» Challenge:
No images are to be carried over; print all other material exactly as it stands.

━━ Dataset extract ━━

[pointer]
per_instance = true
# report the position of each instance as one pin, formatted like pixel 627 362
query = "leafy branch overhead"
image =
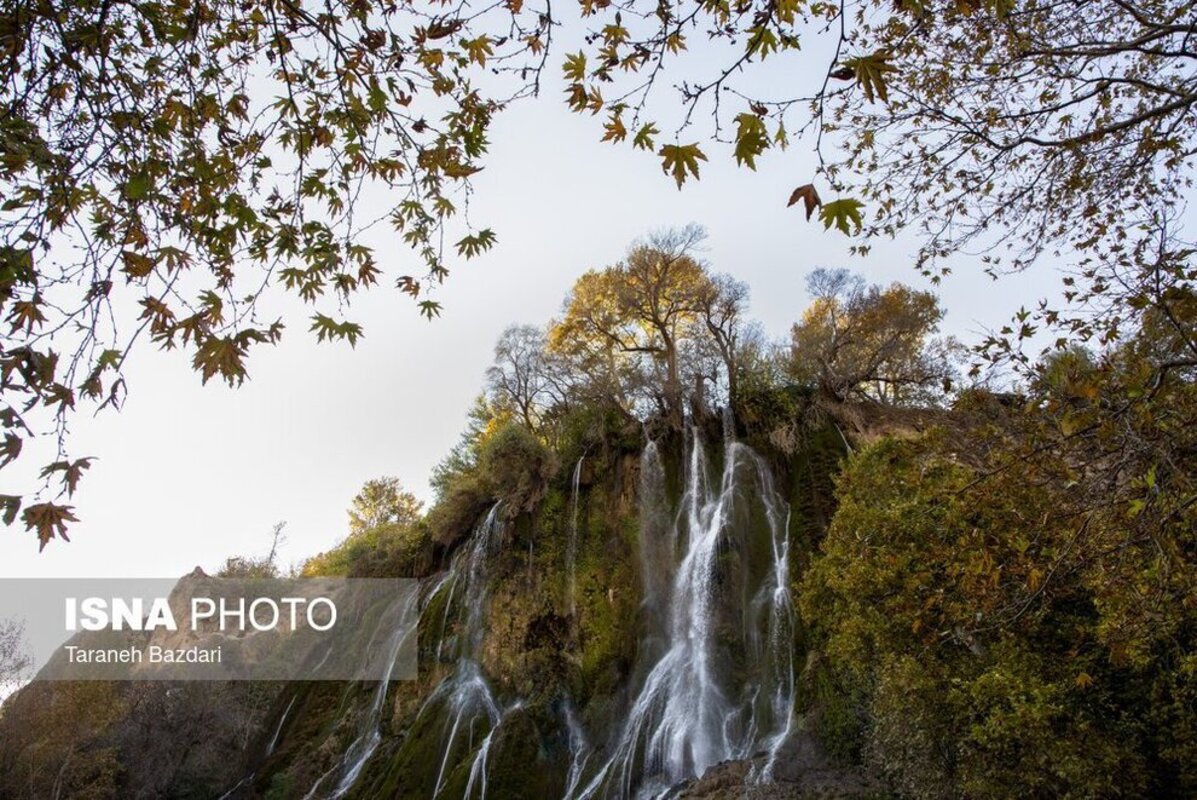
pixel 187 159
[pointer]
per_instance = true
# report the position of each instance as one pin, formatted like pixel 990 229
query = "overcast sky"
pixel 189 474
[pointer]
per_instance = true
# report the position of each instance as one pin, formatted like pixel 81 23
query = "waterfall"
pixel 278 729
pixel 571 546
pixel 465 696
pixel 690 711
pixel 345 773
pixel 579 750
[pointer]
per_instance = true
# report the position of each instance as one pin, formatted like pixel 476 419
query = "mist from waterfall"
pixel 714 678
pixel 690 710
pixel 466 696
pixel 338 781
pixel 571 545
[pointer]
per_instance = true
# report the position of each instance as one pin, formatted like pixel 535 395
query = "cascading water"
pixel 465 696
pixel 339 780
pixel 691 710
pixel 714 678
pixel 571 545
pixel 579 750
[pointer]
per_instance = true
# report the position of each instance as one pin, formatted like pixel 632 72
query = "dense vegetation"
pixel 165 165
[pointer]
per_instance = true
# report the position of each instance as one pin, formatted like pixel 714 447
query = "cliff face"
pixel 630 630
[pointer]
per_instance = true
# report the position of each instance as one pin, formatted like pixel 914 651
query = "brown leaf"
pixel 809 199
pixel 48 520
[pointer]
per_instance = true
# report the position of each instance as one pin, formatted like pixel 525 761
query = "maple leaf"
pixel 643 139
pixel 752 139
pixel 844 214
pixel 10 449
pixel 870 72
pixel 809 198
pixel 137 265
pixel 49 521
pixel 680 161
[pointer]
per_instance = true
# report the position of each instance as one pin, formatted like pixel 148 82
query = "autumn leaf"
pixel 844 214
pixel 680 161
pixel 49 521
pixel 575 67
pixel 10 449
pixel 477 243
pixel 137 265
pixel 870 72
pixel 809 198
pixel 643 139
pixel 11 505
pixel 752 139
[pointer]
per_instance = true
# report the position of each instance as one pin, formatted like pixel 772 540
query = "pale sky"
pixel 187 476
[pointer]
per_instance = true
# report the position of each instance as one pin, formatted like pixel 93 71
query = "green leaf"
pixel 870 72
pixel 477 243
pixel 680 161
pixel 752 139
pixel 643 139
pixel 138 187
pixel 844 214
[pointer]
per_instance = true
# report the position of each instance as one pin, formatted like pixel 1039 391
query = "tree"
pixel 867 341
pixel 722 304
pixel 381 502
pixel 635 325
pixel 165 165
pixel 527 376
pixel 242 567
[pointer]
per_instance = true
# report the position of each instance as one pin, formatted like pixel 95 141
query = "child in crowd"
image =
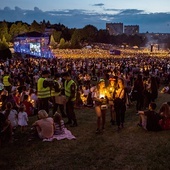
pixel 11 115
pixel 28 106
pixel 165 114
pixel 59 124
pixel 22 118
pixel 44 126
pixel 149 119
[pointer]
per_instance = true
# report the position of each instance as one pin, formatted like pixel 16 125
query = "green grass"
pixel 132 148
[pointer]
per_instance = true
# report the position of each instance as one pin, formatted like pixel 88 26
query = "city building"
pixel 114 28
pixel 131 29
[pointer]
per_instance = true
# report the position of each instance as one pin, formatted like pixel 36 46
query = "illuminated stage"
pixel 33 44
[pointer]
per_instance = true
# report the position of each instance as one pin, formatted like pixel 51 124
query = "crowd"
pixel 31 86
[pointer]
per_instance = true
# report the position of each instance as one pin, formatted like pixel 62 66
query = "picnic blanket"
pixel 66 135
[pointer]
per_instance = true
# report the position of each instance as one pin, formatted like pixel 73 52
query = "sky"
pixel 150 15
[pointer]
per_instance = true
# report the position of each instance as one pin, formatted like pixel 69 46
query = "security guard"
pixel 44 91
pixel 7 82
pixel 70 88
pixel 57 97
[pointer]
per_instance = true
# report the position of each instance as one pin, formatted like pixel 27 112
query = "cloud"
pixel 100 4
pixel 78 18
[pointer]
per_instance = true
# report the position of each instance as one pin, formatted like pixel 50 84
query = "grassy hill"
pixel 132 148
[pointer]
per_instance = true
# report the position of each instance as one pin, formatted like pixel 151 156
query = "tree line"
pixel 64 37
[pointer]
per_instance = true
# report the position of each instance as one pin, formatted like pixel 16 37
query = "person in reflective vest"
pixel 59 98
pixel 7 82
pixel 70 88
pixel 44 91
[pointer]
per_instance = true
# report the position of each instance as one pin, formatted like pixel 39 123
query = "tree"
pixel 37 27
pixel 4 31
pixel 57 35
pixel 3 43
pixel 90 33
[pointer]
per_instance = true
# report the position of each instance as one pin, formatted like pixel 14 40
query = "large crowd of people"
pixel 31 86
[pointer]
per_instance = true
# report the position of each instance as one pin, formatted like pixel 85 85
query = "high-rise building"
pixel 114 28
pixel 131 29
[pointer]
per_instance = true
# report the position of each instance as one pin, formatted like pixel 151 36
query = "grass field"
pixel 132 148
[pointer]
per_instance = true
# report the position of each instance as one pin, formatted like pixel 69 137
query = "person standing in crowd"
pixel 111 90
pixel 11 115
pixel 164 111
pixel 7 81
pixel 44 91
pixel 149 119
pixel 120 103
pixel 59 98
pixel 139 87
pixel 153 88
pixel 44 126
pixel 59 124
pixel 70 88
pixel 99 97
pixel 22 118
pixel 5 130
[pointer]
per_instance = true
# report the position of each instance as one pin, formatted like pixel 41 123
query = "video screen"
pixel 35 48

━━━

» Reply to the task:
[pointer]
per_instance = true
# report the position of each instance as one pin, formatted like pixel 627 362
query = "leafy branch overhead"
image =
pixel 187 159
[pointer]
per_instance = true
# report the position of each instance as one pin, formatted like pixel 990 229
query = "overcast sky"
pixel 189 474
[pointer]
per_instance = true
# report the position of each instance as one pin, formatted like pixel 81 23
query = "waterfall"
pixel 278 729
pixel 571 546
pixel 465 696
pixel 690 711
pixel 345 773
pixel 579 750
[pointer]
per_instance = true
# report the position of each instance as one pin, formatted like pixel 476 419
query = "mist from waterfall"
pixel 714 678
pixel 690 710
pixel 466 696
pixel 338 781
pixel 571 545
[pointer]
per_instance = true
# report the position of each instance as one pin, formatted like pixel 535 395
query = "cascading water"
pixel 465 696
pixel 339 780
pixel 691 710
pixel 714 678
pixel 571 545
pixel 579 750
[pointer]
per_instance = true
# report the position of each instance as one pin, formatted like pixel 632 72
query = "dense vegetation"
pixel 165 165
[pointer]
per_instance = true
# report the position of each instance as one pin, formatted like pixel 714 447
query = "cliff face"
pixel 630 630
[pointer]
per_instance = true
# report the position of each instance as one pin, formatted like pixel 914 651
query = "brown leaf"
pixel 809 199
pixel 48 520
[pointer]
per_instance = true
# report the position of each instance as one pin, formatted like pixel 525 761
query = "maple leaf"
pixel 643 139
pixel 752 139
pixel 844 214
pixel 10 449
pixel 870 72
pixel 809 198
pixel 137 265
pixel 49 521
pixel 680 161
[pointer]
per_instance = true
# report the position of each instance as one pin, formatted like pixel 148 82
query = "autumn leaf"
pixel 844 214
pixel 680 161
pixel 49 521
pixel 575 67
pixel 10 449
pixel 477 243
pixel 137 265
pixel 870 72
pixel 809 198
pixel 643 139
pixel 11 505
pixel 752 139
[pointer]
per_instance = true
# report the position of each instance as one pin, formatted like pixel 772 540
query = "pale sky"
pixel 187 476
[pointer]
per_instance = true
# report the position of each instance as one pin, formatted like pixel 93 71
query = "green leaf"
pixel 870 72
pixel 477 243
pixel 680 161
pixel 752 139
pixel 643 139
pixel 138 187
pixel 844 214
[pointer]
per_instance = true
# report the position of each instance as one pin, formatted like pixel 1039 391
query = "tree"
pixel 867 341
pixel 722 304
pixel 381 502
pixel 635 325
pixel 165 165
pixel 527 376
pixel 242 567
[pointer]
per_instance = true
# report the position of each instance as one pin, formatted like pixel 95 141
query = "child in crowd"
image =
pixel 11 115
pixel 28 106
pixel 165 114
pixel 59 124
pixel 22 118
pixel 44 126
pixel 149 119
[pointer]
per_instance = true
# report the position of each instance as one pin, formatted like pixel 16 125
query = "green grass"
pixel 132 148
[pointer]
per_instance = true
# report the position of each instance as one pin, formatted like pixel 88 26
query = "city building"
pixel 114 28
pixel 131 29
[pointer]
per_instance = true
# report the position of each instance as one pin, formatted like pixel 36 46
query = "illuminated stage"
pixel 33 44
[pointer]
per_instance = true
# report the position of each instance as one pin, formatted like pixel 51 124
query = "crowd"
pixel 31 86
[pointer]
per_instance = true
# report the position of each instance as one pin, formatted like pixel 62 66
query = "picnic blanket"
pixel 66 135
[pointer]
per_instance = true
# report the position of each instance as one pin, formatted like pixel 73 52
query = "sky"
pixel 150 15
[pointer]
per_instance = true
# report the position of each instance as one pin, formatted like pixel 69 46
query = "security guard"
pixel 44 91
pixel 7 82
pixel 70 88
pixel 57 97
[pointer]
per_instance = true
# report the position of each instance as one pin, formatted like pixel 27 112
query = "cloud"
pixel 100 4
pixel 78 18
[pointer]
per_instance = true
# report the position of each instance as one pin, formatted like pixel 50 84
query = "grassy hill"
pixel 132 148
[pointer]
per_instance = true
# report the position of each instance as one pin, formatted like pixel 151 156
query = "tree line"
pixel 64 37
[pointer]
per_instance = true
# report the position of each instance as one pin, formatted like pixel 16 37
query = "person in reflective vest"
pixel 59 98
pixel 7 82
pixel 70 88
pixel 44 91
[pointer]
per_instance = true
# report the position of each instance as one pin, formatted like pixel 39 123
query = "tree"
pixel 37 27
pixel 4 31
pixel 57 35
pixel 3 43
pixel 90 33
[pointer]
per_instance = true
# report the position of each instance as one pin, formatted like pixel 14 40
query = "large crowd of people"
pixel 31 86
[pointer]
per_instance = true
# report the position of each instance as one pin, formatted like pixel 85 85
query = "high-rise building"
pixel 114 28
pixel 131 29
[pointer]
per_instance = true
# report the position of each instance as one pin, formatted like pixel 151 36
query = "grass field"
pixel 132 148
[pointer]
per_instance = true
# report the position of each instance as one pin, formatted like pixel 69 137
query = "person standing in crowd"
pixel 111 90
pixel 11 115
pixel 164 111
pixel 7 81
pixel 44 91
pixel 149 119
pixel 120 103
pixel 59 98
pixel 139 87
pixel 153 88
pixel 44 126
pixel 59 124
pixel 70 88
pixel 99 97
pixel 22 118
pixel 5 130
[pointer]
per_instance = true
# report the position of each instance as one pin, formatted like pixel 41 123
query = "video screen"
pixel 35 48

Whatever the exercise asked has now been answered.